(Data listing)
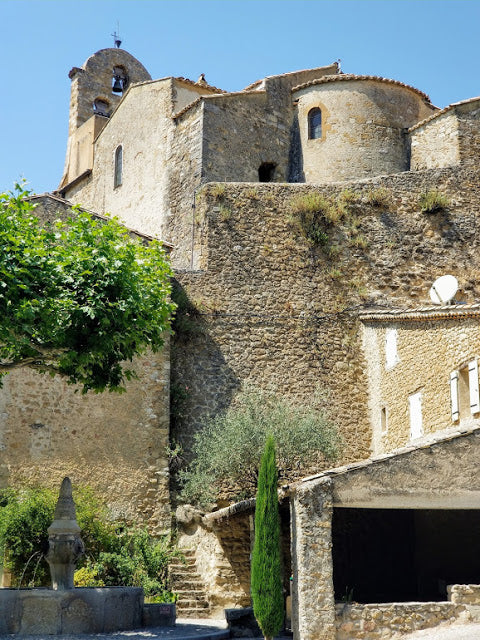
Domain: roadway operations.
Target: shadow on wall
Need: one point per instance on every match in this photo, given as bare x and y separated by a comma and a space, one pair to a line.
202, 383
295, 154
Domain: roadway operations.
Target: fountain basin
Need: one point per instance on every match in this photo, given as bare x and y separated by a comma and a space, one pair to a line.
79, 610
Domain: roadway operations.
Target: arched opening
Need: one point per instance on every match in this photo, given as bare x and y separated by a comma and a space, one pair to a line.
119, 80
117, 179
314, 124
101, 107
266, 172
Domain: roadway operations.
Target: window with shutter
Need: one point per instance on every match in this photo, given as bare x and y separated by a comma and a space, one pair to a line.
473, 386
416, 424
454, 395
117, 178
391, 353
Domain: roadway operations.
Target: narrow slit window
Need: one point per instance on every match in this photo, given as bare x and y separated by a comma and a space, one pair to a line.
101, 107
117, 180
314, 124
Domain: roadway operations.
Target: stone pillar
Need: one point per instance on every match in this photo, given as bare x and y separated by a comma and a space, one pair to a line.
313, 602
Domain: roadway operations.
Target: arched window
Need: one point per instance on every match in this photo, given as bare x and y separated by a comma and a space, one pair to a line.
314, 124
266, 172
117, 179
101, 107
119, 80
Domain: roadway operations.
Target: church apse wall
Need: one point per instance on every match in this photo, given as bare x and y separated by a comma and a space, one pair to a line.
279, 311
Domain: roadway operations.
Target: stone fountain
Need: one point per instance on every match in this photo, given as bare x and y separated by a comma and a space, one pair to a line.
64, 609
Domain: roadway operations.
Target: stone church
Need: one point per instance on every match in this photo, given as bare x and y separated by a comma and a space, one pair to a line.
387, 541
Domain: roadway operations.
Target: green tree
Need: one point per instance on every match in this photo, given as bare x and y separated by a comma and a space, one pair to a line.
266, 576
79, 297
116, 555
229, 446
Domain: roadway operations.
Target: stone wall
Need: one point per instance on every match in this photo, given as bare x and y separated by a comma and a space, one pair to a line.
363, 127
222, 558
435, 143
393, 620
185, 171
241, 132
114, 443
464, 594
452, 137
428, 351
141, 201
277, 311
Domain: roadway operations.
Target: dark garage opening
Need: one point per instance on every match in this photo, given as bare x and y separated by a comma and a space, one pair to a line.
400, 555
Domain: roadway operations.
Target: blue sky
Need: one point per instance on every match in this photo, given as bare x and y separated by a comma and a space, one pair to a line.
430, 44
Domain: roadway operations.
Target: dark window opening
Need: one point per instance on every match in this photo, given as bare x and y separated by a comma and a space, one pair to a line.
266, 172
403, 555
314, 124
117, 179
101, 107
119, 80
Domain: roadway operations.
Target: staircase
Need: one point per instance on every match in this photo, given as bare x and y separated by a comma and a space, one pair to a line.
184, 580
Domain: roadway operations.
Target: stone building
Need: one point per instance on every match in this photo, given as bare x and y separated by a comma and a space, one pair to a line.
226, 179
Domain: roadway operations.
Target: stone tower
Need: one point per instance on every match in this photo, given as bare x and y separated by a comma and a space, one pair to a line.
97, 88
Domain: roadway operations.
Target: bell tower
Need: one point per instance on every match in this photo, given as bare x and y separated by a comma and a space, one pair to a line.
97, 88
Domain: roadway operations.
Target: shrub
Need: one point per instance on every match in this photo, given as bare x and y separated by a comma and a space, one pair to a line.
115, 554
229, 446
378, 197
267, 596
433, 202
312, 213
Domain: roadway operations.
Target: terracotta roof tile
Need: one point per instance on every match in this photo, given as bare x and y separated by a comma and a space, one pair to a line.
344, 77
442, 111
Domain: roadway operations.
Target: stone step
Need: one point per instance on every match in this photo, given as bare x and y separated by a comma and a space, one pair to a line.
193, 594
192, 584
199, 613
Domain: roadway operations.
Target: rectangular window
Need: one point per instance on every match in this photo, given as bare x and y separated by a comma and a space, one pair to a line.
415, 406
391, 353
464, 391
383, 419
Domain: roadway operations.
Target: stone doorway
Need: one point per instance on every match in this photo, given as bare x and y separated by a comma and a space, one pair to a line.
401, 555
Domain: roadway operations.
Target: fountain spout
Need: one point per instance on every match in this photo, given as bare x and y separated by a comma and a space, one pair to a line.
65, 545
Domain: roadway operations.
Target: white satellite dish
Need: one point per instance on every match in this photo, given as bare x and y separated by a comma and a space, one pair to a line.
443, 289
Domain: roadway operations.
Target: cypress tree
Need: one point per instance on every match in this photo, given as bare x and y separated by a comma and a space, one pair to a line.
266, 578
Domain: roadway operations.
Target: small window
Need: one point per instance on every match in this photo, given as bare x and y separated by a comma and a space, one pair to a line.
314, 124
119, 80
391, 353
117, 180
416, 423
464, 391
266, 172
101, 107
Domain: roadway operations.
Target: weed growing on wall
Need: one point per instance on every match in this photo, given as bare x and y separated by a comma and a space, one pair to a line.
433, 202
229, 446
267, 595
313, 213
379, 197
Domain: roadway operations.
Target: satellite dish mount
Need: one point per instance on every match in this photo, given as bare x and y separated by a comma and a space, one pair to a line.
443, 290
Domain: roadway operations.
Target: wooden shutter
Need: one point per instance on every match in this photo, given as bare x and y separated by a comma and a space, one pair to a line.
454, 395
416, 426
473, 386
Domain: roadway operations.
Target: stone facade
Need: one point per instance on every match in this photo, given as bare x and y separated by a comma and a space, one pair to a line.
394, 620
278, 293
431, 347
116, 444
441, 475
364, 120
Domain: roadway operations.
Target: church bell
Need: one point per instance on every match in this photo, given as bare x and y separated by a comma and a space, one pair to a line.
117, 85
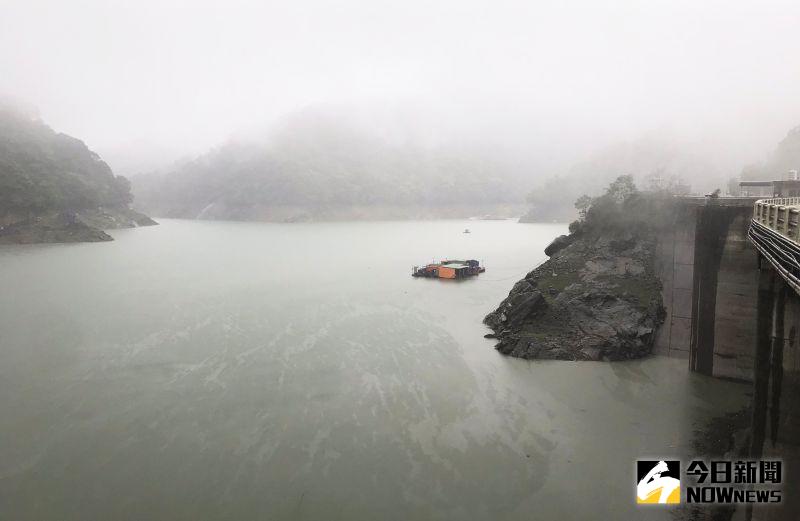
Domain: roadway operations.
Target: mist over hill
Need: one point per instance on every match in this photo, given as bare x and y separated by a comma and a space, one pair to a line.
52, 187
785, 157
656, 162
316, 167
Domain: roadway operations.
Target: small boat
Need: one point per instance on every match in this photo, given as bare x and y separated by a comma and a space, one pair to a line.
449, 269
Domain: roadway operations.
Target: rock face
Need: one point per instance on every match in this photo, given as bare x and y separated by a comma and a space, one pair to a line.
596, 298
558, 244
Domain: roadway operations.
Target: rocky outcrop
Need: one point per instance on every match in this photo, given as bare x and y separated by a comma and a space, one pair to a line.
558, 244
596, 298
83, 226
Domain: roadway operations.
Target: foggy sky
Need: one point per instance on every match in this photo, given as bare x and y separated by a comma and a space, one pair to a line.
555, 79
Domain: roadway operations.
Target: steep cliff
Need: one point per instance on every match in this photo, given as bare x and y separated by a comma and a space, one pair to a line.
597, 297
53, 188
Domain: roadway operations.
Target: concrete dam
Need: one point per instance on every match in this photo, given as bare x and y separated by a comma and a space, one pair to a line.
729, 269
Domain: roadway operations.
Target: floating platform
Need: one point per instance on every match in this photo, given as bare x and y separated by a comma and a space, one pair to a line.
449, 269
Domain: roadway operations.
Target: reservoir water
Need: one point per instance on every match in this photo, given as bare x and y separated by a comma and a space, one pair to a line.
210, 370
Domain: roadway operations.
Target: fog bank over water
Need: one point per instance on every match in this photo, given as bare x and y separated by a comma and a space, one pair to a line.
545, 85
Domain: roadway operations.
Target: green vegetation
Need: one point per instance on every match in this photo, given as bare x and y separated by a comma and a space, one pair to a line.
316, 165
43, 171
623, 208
* * *
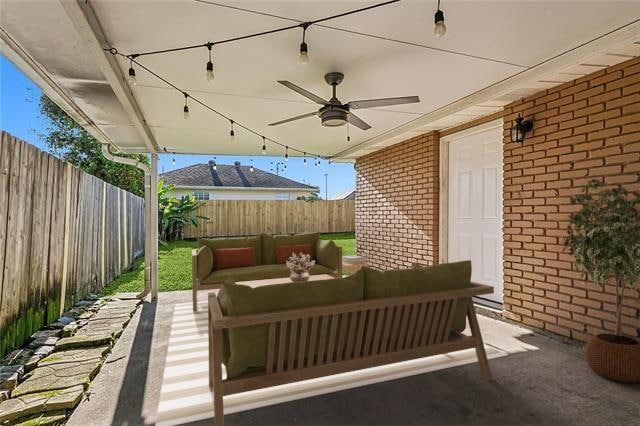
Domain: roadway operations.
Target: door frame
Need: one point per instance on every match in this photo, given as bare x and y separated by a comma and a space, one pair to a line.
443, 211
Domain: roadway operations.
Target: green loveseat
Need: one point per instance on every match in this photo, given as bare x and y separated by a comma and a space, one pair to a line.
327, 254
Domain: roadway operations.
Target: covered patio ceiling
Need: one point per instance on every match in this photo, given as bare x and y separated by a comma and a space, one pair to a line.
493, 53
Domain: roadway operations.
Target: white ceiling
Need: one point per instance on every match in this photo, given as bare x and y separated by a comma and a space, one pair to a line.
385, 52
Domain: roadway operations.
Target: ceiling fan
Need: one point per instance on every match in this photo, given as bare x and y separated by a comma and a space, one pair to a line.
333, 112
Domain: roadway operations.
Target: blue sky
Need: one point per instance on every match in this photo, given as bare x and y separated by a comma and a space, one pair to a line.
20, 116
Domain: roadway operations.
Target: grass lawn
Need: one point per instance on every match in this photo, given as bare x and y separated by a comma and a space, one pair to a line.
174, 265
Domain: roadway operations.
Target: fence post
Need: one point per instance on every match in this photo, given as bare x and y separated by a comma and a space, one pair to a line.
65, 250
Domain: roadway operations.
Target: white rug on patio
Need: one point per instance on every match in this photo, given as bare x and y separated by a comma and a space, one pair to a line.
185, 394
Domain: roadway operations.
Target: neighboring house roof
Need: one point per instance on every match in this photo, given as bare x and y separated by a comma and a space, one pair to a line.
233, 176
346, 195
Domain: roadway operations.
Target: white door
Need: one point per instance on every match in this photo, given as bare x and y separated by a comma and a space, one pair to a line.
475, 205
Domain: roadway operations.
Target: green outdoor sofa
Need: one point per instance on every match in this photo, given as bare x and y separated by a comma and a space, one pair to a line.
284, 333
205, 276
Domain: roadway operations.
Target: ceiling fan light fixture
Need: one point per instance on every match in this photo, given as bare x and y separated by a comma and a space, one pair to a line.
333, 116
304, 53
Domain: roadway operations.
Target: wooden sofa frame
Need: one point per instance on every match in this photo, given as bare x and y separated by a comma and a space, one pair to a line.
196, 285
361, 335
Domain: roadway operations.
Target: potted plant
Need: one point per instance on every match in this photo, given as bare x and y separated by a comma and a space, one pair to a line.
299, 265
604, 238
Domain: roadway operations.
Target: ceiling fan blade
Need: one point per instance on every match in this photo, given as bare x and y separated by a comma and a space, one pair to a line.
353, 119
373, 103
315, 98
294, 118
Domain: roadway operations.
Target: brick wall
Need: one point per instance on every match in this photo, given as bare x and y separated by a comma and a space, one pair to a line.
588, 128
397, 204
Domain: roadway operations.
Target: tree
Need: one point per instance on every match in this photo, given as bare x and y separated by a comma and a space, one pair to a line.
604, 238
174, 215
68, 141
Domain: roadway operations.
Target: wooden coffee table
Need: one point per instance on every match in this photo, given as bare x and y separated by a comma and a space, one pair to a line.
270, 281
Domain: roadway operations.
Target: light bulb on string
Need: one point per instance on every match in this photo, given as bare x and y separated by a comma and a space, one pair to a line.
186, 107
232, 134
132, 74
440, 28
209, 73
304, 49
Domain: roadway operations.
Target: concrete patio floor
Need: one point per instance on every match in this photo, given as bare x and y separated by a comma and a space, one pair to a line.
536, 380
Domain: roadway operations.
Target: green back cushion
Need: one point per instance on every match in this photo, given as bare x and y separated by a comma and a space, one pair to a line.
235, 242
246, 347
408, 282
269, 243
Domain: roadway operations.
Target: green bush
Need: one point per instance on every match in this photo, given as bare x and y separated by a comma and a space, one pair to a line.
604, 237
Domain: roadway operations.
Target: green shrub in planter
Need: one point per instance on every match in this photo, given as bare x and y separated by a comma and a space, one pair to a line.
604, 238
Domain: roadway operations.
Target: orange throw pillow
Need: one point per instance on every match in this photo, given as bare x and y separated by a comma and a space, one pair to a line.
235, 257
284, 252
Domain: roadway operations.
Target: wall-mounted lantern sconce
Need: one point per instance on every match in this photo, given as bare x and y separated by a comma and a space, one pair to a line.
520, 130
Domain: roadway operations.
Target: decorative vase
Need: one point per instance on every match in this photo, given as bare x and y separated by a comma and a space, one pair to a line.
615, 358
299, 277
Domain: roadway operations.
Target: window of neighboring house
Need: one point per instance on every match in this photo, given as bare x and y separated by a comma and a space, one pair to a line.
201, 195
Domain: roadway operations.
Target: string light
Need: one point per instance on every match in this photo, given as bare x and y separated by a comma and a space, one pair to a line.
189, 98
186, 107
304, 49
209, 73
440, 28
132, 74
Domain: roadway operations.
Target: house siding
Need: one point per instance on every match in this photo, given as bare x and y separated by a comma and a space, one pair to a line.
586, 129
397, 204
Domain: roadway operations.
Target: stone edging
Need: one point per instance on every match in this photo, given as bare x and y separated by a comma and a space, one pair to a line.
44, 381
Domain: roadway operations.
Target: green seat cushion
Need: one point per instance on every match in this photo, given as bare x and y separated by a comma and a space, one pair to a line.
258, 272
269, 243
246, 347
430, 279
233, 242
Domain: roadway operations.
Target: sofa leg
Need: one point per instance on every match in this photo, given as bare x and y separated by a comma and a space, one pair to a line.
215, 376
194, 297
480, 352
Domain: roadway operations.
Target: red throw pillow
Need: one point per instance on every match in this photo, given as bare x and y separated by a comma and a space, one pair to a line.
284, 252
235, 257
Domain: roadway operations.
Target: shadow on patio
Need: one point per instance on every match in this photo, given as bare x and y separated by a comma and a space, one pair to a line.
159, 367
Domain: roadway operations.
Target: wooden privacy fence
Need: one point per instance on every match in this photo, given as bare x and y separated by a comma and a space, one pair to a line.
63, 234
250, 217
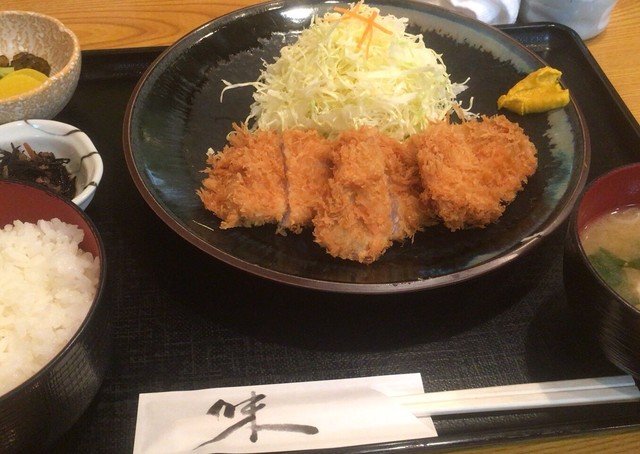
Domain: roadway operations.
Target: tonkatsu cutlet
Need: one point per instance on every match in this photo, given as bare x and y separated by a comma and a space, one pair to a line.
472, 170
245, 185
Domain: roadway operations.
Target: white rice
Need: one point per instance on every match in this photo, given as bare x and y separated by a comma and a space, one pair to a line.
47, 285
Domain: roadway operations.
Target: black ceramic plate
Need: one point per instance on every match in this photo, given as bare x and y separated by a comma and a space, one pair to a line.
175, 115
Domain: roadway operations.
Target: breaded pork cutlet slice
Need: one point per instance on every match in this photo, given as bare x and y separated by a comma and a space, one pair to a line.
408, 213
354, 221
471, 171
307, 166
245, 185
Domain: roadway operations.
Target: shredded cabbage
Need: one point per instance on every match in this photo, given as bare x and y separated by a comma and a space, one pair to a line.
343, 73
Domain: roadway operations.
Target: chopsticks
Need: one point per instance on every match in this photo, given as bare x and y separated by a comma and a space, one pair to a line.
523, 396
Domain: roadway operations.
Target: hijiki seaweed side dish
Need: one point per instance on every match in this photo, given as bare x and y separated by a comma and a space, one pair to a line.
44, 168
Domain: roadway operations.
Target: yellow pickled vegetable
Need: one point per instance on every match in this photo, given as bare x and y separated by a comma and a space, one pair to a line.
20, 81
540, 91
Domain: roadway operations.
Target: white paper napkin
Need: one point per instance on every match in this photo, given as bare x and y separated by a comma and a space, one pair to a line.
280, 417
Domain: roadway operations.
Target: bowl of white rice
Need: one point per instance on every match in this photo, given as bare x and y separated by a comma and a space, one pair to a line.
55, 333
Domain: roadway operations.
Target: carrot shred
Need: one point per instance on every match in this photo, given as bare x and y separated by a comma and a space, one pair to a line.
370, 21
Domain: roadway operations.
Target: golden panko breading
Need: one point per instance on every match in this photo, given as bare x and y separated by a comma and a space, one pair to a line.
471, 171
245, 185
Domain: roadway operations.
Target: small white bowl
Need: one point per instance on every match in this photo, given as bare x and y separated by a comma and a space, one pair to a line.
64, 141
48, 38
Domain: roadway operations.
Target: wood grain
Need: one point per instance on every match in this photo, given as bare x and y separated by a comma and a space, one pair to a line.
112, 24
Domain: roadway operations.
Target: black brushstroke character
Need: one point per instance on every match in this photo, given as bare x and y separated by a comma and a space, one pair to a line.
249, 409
==
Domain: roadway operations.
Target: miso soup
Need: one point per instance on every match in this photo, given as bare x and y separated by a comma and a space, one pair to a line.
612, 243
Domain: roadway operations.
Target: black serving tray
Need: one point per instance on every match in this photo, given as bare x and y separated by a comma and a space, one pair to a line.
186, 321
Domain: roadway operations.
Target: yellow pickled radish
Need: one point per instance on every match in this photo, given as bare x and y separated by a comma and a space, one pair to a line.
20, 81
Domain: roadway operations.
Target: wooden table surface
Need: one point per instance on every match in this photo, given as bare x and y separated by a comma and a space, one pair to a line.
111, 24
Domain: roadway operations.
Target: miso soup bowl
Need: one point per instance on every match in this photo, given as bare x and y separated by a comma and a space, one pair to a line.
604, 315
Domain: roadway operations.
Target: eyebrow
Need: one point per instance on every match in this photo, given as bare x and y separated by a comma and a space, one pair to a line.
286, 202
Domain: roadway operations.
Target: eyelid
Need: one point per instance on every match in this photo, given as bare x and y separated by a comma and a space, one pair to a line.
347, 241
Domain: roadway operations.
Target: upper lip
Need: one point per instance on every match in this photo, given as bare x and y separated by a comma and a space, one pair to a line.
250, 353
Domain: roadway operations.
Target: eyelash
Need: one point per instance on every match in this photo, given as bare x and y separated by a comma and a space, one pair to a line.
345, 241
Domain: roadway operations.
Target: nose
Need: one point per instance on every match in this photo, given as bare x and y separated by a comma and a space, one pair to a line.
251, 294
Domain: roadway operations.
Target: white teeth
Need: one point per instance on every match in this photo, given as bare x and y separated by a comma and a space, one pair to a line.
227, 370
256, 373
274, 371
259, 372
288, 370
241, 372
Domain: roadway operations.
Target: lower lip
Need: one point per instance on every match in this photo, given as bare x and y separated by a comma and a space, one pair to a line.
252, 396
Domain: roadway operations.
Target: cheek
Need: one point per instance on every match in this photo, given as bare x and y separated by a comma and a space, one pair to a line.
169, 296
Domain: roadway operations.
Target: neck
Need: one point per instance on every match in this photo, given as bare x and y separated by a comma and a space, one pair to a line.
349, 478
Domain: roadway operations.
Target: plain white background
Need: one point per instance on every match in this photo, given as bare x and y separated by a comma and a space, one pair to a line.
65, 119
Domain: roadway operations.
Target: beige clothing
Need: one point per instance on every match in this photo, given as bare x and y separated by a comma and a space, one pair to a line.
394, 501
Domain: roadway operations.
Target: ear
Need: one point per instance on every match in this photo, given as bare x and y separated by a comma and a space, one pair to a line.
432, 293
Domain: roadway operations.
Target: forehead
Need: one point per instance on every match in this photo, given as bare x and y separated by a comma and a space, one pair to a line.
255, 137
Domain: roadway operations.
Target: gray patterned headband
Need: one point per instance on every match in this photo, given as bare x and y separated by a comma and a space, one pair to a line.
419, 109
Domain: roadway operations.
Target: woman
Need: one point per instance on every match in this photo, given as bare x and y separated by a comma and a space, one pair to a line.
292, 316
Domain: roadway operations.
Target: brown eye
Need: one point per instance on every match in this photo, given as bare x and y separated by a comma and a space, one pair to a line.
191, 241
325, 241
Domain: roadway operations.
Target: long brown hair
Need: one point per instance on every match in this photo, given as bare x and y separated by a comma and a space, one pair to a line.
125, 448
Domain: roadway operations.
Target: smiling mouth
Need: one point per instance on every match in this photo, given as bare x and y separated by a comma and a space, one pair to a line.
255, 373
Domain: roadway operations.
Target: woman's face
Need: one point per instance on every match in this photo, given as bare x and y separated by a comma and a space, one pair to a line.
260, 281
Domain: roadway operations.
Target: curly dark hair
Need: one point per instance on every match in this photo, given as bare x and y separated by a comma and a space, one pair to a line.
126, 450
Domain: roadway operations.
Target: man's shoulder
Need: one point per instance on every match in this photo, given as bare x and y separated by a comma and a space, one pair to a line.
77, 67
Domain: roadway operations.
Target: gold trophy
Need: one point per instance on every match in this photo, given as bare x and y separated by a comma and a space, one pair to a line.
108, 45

(What you should do)
Please find every line above that contains the word "church" and copy each of those lines in full.

(The response)
Target: church apse wall
Target: stone church
Target: church bell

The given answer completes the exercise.